*EXERCISE OBJECTIVE:* All of the entries must be reproduced exactly, with no images carried over.

========================================

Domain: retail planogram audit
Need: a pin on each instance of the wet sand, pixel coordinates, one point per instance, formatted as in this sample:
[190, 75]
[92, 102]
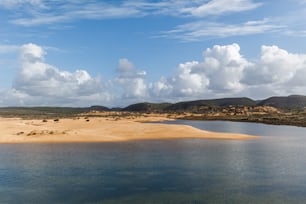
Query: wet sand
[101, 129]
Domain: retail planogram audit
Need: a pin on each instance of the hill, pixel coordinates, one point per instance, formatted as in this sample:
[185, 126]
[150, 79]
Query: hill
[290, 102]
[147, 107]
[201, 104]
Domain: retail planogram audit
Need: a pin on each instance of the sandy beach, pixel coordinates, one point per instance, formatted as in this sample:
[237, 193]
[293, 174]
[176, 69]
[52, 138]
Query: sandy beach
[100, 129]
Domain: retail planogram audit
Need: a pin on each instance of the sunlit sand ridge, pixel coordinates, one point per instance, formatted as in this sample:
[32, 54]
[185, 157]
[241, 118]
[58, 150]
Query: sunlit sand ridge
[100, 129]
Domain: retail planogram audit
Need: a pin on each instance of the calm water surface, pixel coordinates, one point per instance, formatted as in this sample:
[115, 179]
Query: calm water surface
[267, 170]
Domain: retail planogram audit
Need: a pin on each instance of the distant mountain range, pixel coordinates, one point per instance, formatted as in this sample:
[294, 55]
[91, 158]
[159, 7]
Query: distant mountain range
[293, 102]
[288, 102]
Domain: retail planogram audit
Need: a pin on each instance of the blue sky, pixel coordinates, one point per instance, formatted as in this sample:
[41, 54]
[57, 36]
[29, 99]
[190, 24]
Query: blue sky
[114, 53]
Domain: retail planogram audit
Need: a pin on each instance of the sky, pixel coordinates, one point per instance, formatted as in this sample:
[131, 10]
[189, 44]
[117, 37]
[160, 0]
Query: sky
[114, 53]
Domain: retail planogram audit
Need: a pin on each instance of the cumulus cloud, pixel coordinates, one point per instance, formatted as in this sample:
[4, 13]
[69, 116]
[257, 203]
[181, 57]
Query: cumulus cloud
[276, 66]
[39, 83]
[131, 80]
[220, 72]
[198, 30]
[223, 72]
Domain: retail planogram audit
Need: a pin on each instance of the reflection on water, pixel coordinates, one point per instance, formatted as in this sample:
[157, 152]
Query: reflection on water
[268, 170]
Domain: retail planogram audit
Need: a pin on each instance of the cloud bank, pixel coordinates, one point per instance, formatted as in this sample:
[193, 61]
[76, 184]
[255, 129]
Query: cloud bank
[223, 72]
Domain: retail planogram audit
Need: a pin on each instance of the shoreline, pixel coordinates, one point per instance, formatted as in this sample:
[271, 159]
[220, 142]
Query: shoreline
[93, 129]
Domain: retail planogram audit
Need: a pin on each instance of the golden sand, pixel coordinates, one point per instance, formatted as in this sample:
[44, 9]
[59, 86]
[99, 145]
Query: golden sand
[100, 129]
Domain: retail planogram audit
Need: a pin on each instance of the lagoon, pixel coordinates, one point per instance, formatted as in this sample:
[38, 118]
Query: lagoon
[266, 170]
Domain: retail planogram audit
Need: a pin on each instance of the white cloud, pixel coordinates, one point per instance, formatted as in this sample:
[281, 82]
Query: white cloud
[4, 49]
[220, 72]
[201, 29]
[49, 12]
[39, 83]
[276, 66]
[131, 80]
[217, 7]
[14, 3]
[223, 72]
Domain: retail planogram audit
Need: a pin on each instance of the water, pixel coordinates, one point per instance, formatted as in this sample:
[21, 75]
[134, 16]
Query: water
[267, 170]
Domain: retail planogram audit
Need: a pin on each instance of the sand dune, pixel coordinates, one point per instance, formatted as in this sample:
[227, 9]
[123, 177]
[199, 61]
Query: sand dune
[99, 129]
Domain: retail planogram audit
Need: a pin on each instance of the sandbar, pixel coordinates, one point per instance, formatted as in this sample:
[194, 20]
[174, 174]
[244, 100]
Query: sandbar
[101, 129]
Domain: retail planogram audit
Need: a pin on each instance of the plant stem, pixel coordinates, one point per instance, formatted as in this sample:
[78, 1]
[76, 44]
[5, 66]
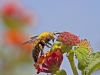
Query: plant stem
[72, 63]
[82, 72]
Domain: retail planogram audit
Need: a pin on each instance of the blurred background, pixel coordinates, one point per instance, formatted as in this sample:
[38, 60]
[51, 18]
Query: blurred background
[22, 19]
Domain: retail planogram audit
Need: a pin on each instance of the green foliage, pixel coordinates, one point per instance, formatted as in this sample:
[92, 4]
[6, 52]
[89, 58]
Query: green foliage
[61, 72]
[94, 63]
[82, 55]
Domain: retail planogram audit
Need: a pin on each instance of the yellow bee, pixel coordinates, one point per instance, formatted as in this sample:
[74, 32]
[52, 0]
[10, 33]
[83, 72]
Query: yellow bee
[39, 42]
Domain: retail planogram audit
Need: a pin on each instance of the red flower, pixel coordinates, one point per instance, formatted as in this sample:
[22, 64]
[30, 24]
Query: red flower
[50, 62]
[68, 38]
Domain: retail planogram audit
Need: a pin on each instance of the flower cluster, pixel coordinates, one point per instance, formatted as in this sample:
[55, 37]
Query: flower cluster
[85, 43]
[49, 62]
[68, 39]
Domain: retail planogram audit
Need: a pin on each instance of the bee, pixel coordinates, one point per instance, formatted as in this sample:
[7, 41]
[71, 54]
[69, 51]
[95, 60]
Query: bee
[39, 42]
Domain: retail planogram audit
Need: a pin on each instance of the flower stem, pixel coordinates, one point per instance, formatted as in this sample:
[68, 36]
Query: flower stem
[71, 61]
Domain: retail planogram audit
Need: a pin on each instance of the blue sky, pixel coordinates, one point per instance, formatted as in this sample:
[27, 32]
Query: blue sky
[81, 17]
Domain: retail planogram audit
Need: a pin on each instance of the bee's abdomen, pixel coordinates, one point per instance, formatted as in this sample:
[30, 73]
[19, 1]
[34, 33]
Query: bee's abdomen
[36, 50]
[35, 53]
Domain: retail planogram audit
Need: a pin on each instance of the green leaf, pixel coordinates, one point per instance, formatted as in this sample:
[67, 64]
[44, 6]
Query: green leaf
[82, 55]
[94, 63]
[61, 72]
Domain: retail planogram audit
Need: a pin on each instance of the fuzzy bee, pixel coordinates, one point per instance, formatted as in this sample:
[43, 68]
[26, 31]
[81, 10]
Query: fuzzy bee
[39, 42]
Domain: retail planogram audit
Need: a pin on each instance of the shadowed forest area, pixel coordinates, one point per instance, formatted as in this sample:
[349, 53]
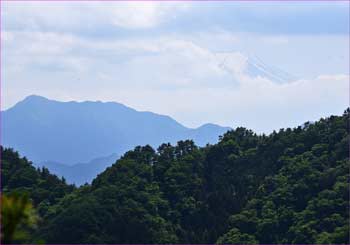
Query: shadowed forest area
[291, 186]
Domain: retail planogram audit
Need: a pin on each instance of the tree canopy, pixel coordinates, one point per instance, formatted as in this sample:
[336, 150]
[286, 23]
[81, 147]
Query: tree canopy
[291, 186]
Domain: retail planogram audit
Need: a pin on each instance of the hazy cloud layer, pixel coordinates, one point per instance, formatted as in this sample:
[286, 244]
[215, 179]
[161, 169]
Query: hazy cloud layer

========================================

*CORRECT RESULT:*
Domain: retail planogram audit
Need: a pin on each instance of the wet sand, pixel coordinates, one point per instance, formatted as in this sample:
[190, 75]
[92, 102]
Query: wet sand
[101, 129]
Domain: retail planogram audit
Need: a pin on each instance of the hill, pixel coordinates, one point per instance, formatted as in this sample:
[185, 126]
[150, 79]
Query: hill
[290, 102]
[147, 107]
[201, 104]
Domain: retail planogram audit
Need: a pin on each instance of the sandy beach, pixel coordinates, one point per instance, formatted as in this sample:
[237, 193]
[293, 174]
[176, 69]
[52, 138]
Query: sandy beach
[100, 129]
Domain: retail planogram audit
Need: a pin on each instance of the sunlit sand ridge, pixel coordinates, one point per instance, formatted as in this sample:
[32, 54]
[185, 157]
[241, 118]
[58, 150]
Query: sunlit sand ridge
[100, 129]
Domain: retail planogram audit
Need: a pin on each instance of the calm water surface, pixel coordinates, one point per instance, formatted as in this sample:
[115, 179]
Query: calm water surface
[267, 170]
Domain: retail planogram audit
Need: a pin on each instance of the distant mountain range, pixel coordinates, one point per instance, formatted as in this sample:
[294, 55]
[91, 158]
[159, 7]
Query: distant mountain range
[293, 102]
[288, 102]
Domain: retail planogram audit
Need: a pin on each instance of the blue sky, pixel coordinates, one point per instance, formatted as in this sample:
[41, 54]
[57, 36]
[29, 99]
[190, 24]
Query: blue sky
[114, 53]
Domain: retail planogram audit
Need: a pin on each instance of the sky, pixel coordinates, one point per instance, formatted as in this sample:
[131, 10]
[189, 44]
[117, 37]
[160, 0]
Query: sky
[114, 53]
Domain: retail planogram audit
Need: a pin on each instance of the cumulus cloud, pixel coordinates, one point per instance, formatted as in this sample:
[4, 13]
[69, 116]
[257, 203]
[181, 57]
Query: cumulus cloud
[276, 66]
[39, 83]
[131, 80]
[220, 72]
[198, 30]
[223, 72]
Domain: retail planogram audit
Need: a pin on each instance of the reflection on water, pixel coordinates, one point per instance, formatted as in this sample:
[157, 152]
Query: reflection on water
[268, 170]
Domain: retail planogram audit
Need: a pin on each instance of the cloud bank, pixel coordinates, one point per instance, formatted as in this sample:
[193, 61]
[76, 184]
[255, 129]
Query: cloud bank
[223, 72]
Domain: retail planogram audit
Need: a pin on each instance of the shoreline, pixel coordinates, one point per instance, formatted as in this sample:
[271, 159]
[220, 142]
Query: shoreline
[93, 129]
Domain: retail planogram audit
Need: a pin on each instance of the golden sand, pixel coordinates, one point per instance, formatted as in this sample:
[44, 9]
[59, 86]
[99, 145]
Query: golden sand
[100, 129]
Domain: retail planogram audit
Need: a pin on each instance of the lagoon, pixel coordinates, one point per instance, formatted as in this sample:
[38, 118]
Query: lagoon
[266, 170]
Domain: retail planogram audit
Need: a pin on each instance of the white cloud, pixel coordinates, one point per instance, formatted as in this sample:
[281, 82]
Query: white cloud
[4, 49]
[220, 72]
[201, 29]
[49, 12]
[39, 83]
[276, 66]
[131, 80]
[217, 7]
[14, 3]
[223, 72]
Domain: retail planogram audit
Need: a pin on each instance of the water, pixel coordinates, one point per instance, formatted as in this sample:
[21, 75]
[134, 16]
Query: water
[267, 170]
Domain: retail planogram audit
Need: a pin on each instance of the sand dune, pixel coordinates, one point per instance, formatted as in this sample:
[227, 9]
[123, 177]
[199, 61]
Query: sand dune
[99, 129]
Domain: retail planogram audit
Need: a pin on each instance of the sandbar, pixel coordinates, one point per instance, formatted as in this sample:
[194, 20]
[174, 174]
[244, 100]
Query: sandbar
[101, 129]
Domain: retail planogram audit
Need: a pin on each instance of the plant stem, pixel coordinates, one point per instance, formatted as in this sample:
[78, 1]
[76, 44]
[5, 66]
Query: plant stem
[72, 63]
[82, 72]
Domain: retail planogram audit
Need: a pin on each instance of the blurred background, pixel coordinates, one point per instance, formatted as in this sample:
[38, 60]
[51, 18]
Query: blurred background
[22, 19]
Domain: retail planogram audit
Need: a pin on each instance of the green foliage, pixel coordinates, one point per instance, formatted as in this sample:
[92, 4]
[6, 52]
[89, 58]
Query: green foliage
[61, 72]
[94, 63]
[82, 55]
Domain: retail planogram audit
Need: a pin on each instance of the yellow bee, pixel coordinates, one point per instance, formatted as in this sample:
[74, 32]
[52, 0]
[10, 33]
[83, 72]
Query: yellow bee
[39, 42]
Domain: retail planogram audit
Need: a pin on each instance of the red flower, pixel coordinates, one point per instance, formatted as in this sample:
[22, 64]
[30, 24]
Query: red flower
[50, 62]
[68, 38]
Domain: retail planogram audit
Need: a pin on each instance of the flower cluster, pixel coordinates, one point per instance, formatted as in this sample:
[55, 37]
Query: flower cluster
[85, 43]
[49, 62]
[68, 39]
Domain: retail planogram audit
Need: a pin on each instance of the bee, pixel coordinates, one point per instance, formatted as in this sample:
[7, 41]
[71, 54]
[69, 51]
[95, 60]
Query: bee
[39, 42]
Domain: retail planogram audit
Need: a pin on each instance of the flower stem, pixel coordinates, one point per instance, formatted as in this sample:
[68, 36]
Query: flower stem
[71, 61]
Domain: retail planogram audit
Need: a pin on each instance of the blue sky, pixel coordinates, one point per instance, formatted as in this sample:
[27, 32]
Query: blue sky
[81, 17]
Domain: retail planogram audit
Need: a pin on each instance of the bee's abdomen, pixel coordinates, one point per instance, formatted as in this sample:
[30, 73]
[19, 1]
[34, 33]
Query: bee's abdomen
[36, 50]
[35, 53]
Domain: retail planogram audit
Need: a pin on each instance of the green leaf, pixel coordinates, one point per instance, formatted as in this sample:
[67, 64]
[44, 6]
Query: green leaf
[82, 55]
[94, 63]
[61, 72]
Domain: retail planogram audit
Need: a pin on each instance of the fuzzy bee, pixel coordinates, one point per instance, formatted as in this sample:
[43, 68]
[26, 31]
[81, 10]
Query: fuzzy bee
[39, 42]
Domain: retail planogram audit
Need: a pin on each instance of the shadowed forest area, pixel coordinates, one point per instance, formatted as in this sample:
[349, 53]
Query: shadowed forest area
[291, 186]
Domain: retail planogram audit
Need: a pin on each instance of the tree canopy, pixel coordinates, one point per instance, formatted as in this sample:
[336, 150]
[286, 23]
[81, 147]
Query: tree canopy
[291, 186]
Domain: retail planogram audit
Need: a pin on each instance of the hazy cloud layer, pixel coordinates, one point per instance, formatted as in this sample:
[286, 244]
[215, 179]
[161, 169]
Query: hazy cloud layer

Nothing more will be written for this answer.